**Excerpted text**
****************************************
Wednesday, 30 July 2008

Berio, Bartok, Prokoviev, Stravinsky.....chamber works on BBC Radio 3

You can hear some great chamber music - some familiar works, some less well-known: all taken from concerts we gave in Cambridge back in the 2006-07 season - next week on BBC Radio 3. During Afternoon on 3, when five of this year's Proms get early repeats, the interval slots will include Berio's Folksongs (at c.4pm on Monday 4 August), Prokoviev's Overture on Hebrew Themes and Stravinsky's Three Songs from William Shakespeare (at c.3.45pm on Tuesday 5 August), Falla's Harpsichord Concerto (c.4.10pm on Wednesday 6 August), works by Bach and Sir Peter Maxwell Davies (c.4.05pm on Thursday 7 August), and Stravinsky's Soldier's Tale Suite and Bartok's Contrasts (at c.3.55pm on Friday 8 August). If you miss these gems when they are broadcast they will be available for a further seven days on iPlayer, and I'll put the links up as next week progresses in our Recent Broadcasts slot.

Wednesday, 23 July 2008

Dr Who Prom


Our principal horn Stephen Bell conducts the Dr Who Prom on Sunday morning at the Royal Albert Hall: it's a family concert featuring music from the BBC's Doctor Who series, and including a specially filmed scene, written by Russell T Davies and starring David Tennant. There's also a selection of classical favourites with a strong flavour of time and space. Join Freema Agyeman (aka Martha Jones), and others from the Doctor Who cast, for an intergalactic musical adventure - with a little help from Daleks, Cybermen and other aliens from the series. It's not all Murray Gold: Copland, Holst, Wagner and Prokoviev are included, plus the premiere of Mark-Anthony Turnage's The Torino Scale.

Monday, 21 July 2008

Poulenc airplay


More coverage of our recording of Poulenc's Gloria on BBC Radio 3's CD Review last Saturday morning: you can listen to Andrew MacGregor's comments and a full performance on the iPlayer at 1:55.30 - available until next Saturday morning.
****************************************
[Named region outline records]
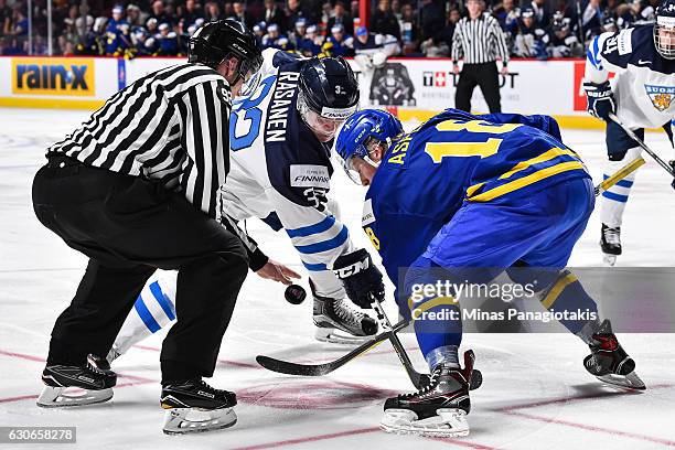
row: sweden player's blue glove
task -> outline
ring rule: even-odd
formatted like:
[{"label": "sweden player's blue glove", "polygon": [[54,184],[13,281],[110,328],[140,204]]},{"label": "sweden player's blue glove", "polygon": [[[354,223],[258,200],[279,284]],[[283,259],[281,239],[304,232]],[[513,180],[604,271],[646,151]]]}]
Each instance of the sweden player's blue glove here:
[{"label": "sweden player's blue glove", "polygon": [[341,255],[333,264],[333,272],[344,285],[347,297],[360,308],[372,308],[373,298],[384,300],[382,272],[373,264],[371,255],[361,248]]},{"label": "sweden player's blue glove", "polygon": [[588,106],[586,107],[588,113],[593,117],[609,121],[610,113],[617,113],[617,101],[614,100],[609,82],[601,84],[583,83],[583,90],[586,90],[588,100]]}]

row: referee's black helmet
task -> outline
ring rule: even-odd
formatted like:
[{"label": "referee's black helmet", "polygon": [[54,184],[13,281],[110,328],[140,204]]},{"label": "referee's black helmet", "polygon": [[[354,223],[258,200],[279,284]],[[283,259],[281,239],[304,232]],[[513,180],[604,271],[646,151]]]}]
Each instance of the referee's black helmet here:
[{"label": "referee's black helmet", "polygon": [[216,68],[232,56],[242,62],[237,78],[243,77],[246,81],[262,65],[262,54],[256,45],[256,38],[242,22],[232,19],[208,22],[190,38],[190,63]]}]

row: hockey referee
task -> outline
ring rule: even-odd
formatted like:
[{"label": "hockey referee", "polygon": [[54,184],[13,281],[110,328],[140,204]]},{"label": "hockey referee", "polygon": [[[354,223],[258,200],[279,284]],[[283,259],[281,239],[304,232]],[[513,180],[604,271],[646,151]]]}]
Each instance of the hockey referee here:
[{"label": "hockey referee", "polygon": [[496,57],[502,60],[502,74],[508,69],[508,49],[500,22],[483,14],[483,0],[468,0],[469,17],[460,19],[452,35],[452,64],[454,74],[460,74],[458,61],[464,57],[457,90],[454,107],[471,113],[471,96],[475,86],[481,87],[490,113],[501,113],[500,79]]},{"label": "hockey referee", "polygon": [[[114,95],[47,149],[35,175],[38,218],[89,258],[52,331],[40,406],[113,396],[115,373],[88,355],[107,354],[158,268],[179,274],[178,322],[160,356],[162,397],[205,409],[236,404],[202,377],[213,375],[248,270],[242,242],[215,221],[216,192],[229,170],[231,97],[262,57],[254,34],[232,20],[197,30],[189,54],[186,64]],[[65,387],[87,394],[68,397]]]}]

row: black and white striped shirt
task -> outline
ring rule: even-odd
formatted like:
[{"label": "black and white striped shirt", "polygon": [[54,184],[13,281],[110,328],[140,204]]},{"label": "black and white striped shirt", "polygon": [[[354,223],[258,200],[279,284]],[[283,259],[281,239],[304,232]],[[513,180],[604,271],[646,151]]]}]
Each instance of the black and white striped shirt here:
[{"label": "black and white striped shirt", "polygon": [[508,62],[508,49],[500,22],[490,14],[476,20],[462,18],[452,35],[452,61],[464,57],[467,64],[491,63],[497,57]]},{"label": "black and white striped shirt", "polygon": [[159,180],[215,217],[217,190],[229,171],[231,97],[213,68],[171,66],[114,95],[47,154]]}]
****************************************
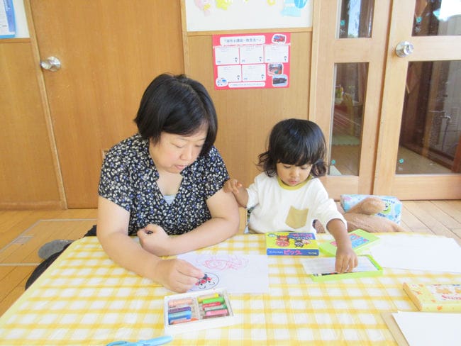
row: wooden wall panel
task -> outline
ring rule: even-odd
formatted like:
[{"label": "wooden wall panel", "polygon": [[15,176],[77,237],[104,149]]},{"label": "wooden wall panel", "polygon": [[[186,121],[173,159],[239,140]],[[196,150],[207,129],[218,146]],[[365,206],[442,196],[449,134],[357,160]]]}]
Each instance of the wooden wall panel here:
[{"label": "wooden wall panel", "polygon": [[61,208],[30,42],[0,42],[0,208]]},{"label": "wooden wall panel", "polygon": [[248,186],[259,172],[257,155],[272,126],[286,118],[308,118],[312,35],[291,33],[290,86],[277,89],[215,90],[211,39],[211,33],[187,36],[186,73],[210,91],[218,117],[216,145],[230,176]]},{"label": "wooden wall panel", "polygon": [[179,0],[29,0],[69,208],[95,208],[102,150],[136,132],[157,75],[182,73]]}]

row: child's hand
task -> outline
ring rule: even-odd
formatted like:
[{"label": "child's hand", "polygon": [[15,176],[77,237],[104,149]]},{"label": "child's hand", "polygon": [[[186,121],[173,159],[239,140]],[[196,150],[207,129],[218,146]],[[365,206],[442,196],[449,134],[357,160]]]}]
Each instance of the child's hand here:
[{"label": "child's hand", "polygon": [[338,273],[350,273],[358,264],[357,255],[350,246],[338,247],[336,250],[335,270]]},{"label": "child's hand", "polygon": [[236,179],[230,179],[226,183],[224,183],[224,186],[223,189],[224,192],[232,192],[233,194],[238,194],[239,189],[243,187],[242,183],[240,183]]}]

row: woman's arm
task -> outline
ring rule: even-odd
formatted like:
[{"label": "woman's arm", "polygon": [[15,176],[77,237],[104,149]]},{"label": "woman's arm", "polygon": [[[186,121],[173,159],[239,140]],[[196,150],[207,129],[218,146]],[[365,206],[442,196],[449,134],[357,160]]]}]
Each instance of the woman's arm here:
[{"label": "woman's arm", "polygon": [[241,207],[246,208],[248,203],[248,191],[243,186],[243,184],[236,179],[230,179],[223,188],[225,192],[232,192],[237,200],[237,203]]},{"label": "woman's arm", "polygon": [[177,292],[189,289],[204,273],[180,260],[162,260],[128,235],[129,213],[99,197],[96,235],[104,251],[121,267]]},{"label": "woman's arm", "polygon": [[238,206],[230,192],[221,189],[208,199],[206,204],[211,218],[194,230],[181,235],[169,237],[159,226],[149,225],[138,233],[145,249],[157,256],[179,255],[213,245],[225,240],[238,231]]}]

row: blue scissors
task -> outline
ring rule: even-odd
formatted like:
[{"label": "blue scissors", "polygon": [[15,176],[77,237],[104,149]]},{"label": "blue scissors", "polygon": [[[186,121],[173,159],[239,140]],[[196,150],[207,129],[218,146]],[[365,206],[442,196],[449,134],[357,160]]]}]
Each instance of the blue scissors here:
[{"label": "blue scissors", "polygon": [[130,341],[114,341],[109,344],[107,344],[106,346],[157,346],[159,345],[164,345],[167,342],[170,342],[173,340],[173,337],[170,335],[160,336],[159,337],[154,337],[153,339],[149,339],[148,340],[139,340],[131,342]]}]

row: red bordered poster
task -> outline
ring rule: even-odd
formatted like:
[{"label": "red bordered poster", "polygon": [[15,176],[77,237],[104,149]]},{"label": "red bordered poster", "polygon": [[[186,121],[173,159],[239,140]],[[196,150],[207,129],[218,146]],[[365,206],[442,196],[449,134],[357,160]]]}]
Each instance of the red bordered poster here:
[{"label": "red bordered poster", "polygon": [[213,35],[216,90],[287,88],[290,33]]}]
****************************************
**What you need to do**
In the orchestra blog above, who conducts the Dr Who Prom at the Royal Albert Hall?

**The reply**
Stephen Bell, the orchestra's principal horn, conducts it.